EXERCISE DETAILS: Retype the material word for word.

* * *

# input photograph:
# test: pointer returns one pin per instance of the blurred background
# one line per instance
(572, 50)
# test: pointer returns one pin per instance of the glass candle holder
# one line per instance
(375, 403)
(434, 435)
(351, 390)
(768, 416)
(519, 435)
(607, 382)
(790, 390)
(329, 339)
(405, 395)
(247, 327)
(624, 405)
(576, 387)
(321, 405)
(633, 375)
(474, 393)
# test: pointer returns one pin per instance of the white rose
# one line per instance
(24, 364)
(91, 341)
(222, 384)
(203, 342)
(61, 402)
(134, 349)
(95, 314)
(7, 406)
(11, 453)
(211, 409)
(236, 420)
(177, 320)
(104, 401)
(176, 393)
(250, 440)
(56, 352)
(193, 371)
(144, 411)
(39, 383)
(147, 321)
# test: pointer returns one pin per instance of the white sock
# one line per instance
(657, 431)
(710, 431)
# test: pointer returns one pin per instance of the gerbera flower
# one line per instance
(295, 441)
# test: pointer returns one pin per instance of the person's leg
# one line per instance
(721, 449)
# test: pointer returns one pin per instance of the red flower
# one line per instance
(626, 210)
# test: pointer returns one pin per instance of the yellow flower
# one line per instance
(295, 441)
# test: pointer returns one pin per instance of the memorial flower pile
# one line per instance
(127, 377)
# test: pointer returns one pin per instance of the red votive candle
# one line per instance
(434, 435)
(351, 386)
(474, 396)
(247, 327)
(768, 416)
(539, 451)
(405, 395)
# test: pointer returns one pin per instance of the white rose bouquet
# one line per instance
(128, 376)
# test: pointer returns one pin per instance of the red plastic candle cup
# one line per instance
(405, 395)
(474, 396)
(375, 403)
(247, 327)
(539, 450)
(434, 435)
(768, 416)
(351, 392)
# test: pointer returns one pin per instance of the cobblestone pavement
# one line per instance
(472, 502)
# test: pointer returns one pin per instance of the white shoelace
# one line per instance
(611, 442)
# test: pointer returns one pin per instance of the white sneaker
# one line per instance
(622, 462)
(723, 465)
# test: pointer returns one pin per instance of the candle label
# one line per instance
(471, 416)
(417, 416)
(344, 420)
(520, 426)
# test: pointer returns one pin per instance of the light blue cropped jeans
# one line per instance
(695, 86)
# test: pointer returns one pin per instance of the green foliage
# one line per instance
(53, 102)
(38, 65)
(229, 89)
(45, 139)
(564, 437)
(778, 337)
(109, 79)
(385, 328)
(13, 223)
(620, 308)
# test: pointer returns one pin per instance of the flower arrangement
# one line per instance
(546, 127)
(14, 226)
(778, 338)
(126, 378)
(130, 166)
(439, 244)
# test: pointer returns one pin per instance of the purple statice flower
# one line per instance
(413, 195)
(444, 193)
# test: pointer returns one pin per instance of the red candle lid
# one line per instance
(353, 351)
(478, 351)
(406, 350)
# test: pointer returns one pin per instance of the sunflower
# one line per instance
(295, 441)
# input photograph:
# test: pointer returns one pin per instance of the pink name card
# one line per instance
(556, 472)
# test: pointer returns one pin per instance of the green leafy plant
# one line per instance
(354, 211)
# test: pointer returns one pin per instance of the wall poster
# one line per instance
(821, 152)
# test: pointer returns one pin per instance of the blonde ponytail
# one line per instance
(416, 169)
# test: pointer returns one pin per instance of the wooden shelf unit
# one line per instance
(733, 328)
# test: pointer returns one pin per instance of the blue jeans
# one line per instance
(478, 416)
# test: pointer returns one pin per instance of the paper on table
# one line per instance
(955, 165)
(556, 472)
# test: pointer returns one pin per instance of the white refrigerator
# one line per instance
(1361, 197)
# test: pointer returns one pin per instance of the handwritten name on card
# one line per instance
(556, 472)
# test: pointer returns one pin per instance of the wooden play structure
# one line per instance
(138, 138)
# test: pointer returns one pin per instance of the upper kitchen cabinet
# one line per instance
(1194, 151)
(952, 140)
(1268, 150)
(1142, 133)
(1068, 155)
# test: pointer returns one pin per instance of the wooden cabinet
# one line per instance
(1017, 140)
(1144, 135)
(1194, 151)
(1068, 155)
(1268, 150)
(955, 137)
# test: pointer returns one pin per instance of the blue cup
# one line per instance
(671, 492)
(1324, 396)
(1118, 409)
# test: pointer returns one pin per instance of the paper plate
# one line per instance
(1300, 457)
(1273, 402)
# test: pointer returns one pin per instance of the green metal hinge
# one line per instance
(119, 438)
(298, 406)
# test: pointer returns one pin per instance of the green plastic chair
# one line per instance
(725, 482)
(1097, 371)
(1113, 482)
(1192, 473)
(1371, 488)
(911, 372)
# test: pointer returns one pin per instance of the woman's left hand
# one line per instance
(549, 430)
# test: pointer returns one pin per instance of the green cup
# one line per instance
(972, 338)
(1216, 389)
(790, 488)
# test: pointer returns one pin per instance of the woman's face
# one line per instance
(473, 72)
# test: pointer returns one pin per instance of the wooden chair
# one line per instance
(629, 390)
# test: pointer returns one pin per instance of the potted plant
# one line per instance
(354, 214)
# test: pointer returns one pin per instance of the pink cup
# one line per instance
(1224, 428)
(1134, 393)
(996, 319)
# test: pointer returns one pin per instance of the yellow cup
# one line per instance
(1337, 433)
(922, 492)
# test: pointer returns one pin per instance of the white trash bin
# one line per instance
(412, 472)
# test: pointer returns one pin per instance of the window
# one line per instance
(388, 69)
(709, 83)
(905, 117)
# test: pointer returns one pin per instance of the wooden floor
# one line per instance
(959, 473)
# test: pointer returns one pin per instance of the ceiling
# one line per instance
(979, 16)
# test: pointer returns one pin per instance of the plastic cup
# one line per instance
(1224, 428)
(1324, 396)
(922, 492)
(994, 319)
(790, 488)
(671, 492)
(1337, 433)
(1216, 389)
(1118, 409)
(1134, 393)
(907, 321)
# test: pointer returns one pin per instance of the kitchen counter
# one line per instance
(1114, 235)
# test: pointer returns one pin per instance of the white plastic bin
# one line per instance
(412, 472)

* * *

OUTPUT BELOW:
# input photograph:
# test: pointer returns one pin per instance of the blurred background
# one line per instance
(572, 50)
# test: pointer returns one pin per instance of the glass candle holder
# one line per instance
(375, 403)
(434, 435)
(351, 390)
(768, 416)
(519, 435)
(607, 382)
(790, 390)
(329, 339)
(405, 395)
(247, 327)
(624, 405)
(576, 387)
(321, 405)
(633, 375)
(474, 393)
# test: pointer returns one pin per instance of the white rose
# one line per instance
(24, 364)
(91, 341)
(222, 384)
(203, 342)
(61, 402)
(134, 349)
(95, 314)
(7, 406)
(11, 453)
(211, 409)
(236, 420)
(177, 320)
(104, 401)
(176, 393)
(250, 440)
(56, 352)
(193, 371)
(144, 411)
(39, 383)
(147, 321)
# test: pointer returns one pin per instance of the white sock
# one line per instance
(657, 431)
(710, 431)
# test: pointer returns one pin per instance of the gerbera flower
# one line per instance
(295, 441)
# test: pointer returns one pin per instance of the person's leg
# one line per instance
(721, 449)
# test: pointer returns one pin per instance of the red flower
# one line per instance
(626, 210)
# test: pointer returns one pin per instance of the yellow flower
# one line per instance
(295, 441)
# test: pointer returns one pin per instance of the memorial flower pile
# one line per instance
(127, 377)
# test: pointer returns one pin per instance of the red votive candle
# one line per instance
(434, 435)
(351, 386)
(474, 396)
(247, 327)
(768, 416)
(539, 451)
(405, 395)
# test: pointer returns one pin per instance of the white rose bouquet
# one line per instance
(128, 376)
# test: pointer returns one pin per instance of the red plastic candle cup
# one line per instance
(405, 395)
(474, 396)
(375, 403)
(247, 327)
(539, 450)
(434, 435)
(768, 416)
(351, 392)
# test: pointer returns one pin per instance of the cobblestone pavement
# one line per instance
(472, 502)
# test: pointer returns one pin per instance of the white shoelace
# one line per instance
(611, 442)
# test: pointer returns one pin per instance of the white sneaker
# one line per instance
(622, 462)
(723, 465)
# test: pointer returns one pin per instance of the candle label
# one line per instance
(471, 416)
(417, 416)
(344, 420)
(520, 426)
# test: pointer returns one pin per instance of the light blue cropped jeans
# one line per instance
(695, 86)
# test: pointer returns one pin per instance of the green foliage
# one line per instance
(53, 102)
(38, 65)
(229, 89)
(45, 139)
(564, 437)
(778, 337)
(109, 79)
(385, 328)
(13, 223)
(620, 308)
# test: pointer returns one pin per instance of the flower arrangement
# one line per instance
(546, 127)
(14, 226)
(778, 338)
(126, 378)
(130, 166)
(439, 244)
# test: pointer returns one pin per instance of the purple statice flower
# one line per instance
(413, 195)
(444, 193)
# test: pointer returns one pin per instance of the red candle lid
# one line per instance
(353, 351)
(478, 351)
(406, 350)
# test: pointer returns one pin per instance of the sunflower
# one line per instance
(295, 441)
# input photograph:
# test: pointer returns one pin per instance of the pink name card
# one line per instance
(556, 472)
# test: pointer returns one pin per instance of the green leafy plant
# one line per instance
(354, 211)
# test: pointer returns one pin per instance of the wall poster
# one line per instance
(821, 152)
# test: pointer returns one pin per instance of the blonde ponytail
# one line per instance
(416, 169)
# test: pointer returns one pin per instance of the wooden shelf unit
# one line per instance
(733, 328)
# test: pointer returns one pin per instance of the blue jeans
# one line per instance
(478, 416)
# test: pointer returns one pin per instance of the paper on table
# one line per instance
(955, 165)
(556, 472)
# test: pointer returns one pin per instance of the white refrigerator
# one line per instance
(1361, 197)
# test: pointer returns one pin per instance of the handwritten name on card
# one line per instance
(556, 472)
# test: pointer returns one pin per instance of the wooden play structure
# one line per instance
(138, 138)
# test: pointer returns one pin per instance of the upper kitchen cabinet
# one line per instance
(1194, 151)
(952, 140)
(1268, 150)
(1142, 133)
(1068, 155)
# test: pointer returns one pin per instance of the wooden cabinet
# one line per instance
(1017, 140)
(1144, 135)
(1194, 151)
(1068, 155)
(1268, 150)
(955, 137)
# test: pointer returns one pin per instance of the blue cup
# one line per instance
(671, 492)
(1324, 396)
(1118, 409)
# test: pointer returns one pin per instance of the paper plate
# one line per instance
(1300, 457)
(1273, 402)
# test: pointer returns one pin per instance of the green metal hinge
# one line per instance
(119, 438)
(298, 406)
# test: pointer returns one pin per instance of the green plastic chair
# one line per instance
(725, 482)
(1097, 371)
(1113, 482)
(1192, 473)
(1371, 488)
(911, 372)
# test: pointer returns one pin per instance of the woman's left hand
# one line per instance
(549, 430)
# test: pointer returns one pin per instance of the green cup
# one line per instance
(972, 338)
(1216, 389)
(790, 488)
# test: pointer returns one pin per instance of the woman's face
# one line per instance
(473, 72)
# test: pointer returns one pin per instance of the wooden chair
# one line per instance
(629, 390)
# test: pointer returns one pin per instance of the potted plant
# one line per instance
(354, 214)
# test: pointer returns one pin per instance of the pink cup
# one line per instance
(1224, 428)
(1134, 393)
(996, 319)
# test: pointer returns one pin per instance of the yellow cup
# one line per instance
(1337, 433)
(922, 492)
# test: pointer returns one pin per instance of the white trash bin
# one line per instance
(412, 472)
# test: pointer returns one pin per instance of the window
# one line per instance
(388, 69)
(709, 83)
(905, 117)
# test: pointer returns one pin per instance of the wooden floor
# one line per instance
(959, 473)
# test: pointer returns one pin per instance of the ceiling
# one line per instance
(979, 16)
# test: pointer returns one pin per instance of the plastic cup
# one line per instance
(1224, 428)
(1324, 396)
(922, 492)
(994, 319)
(790, 488)
(671, 492)
(1337, 433)
(1216, 389)
(1118, 409)
(1134, 393)
(907, 321)
# test: pointer returns one pin per instance of the kitchen counter
# one line per instance
(1114, 235)
# test: pointer returns one pin per instance of the white plastic bin
# one line per instance
(412, 472)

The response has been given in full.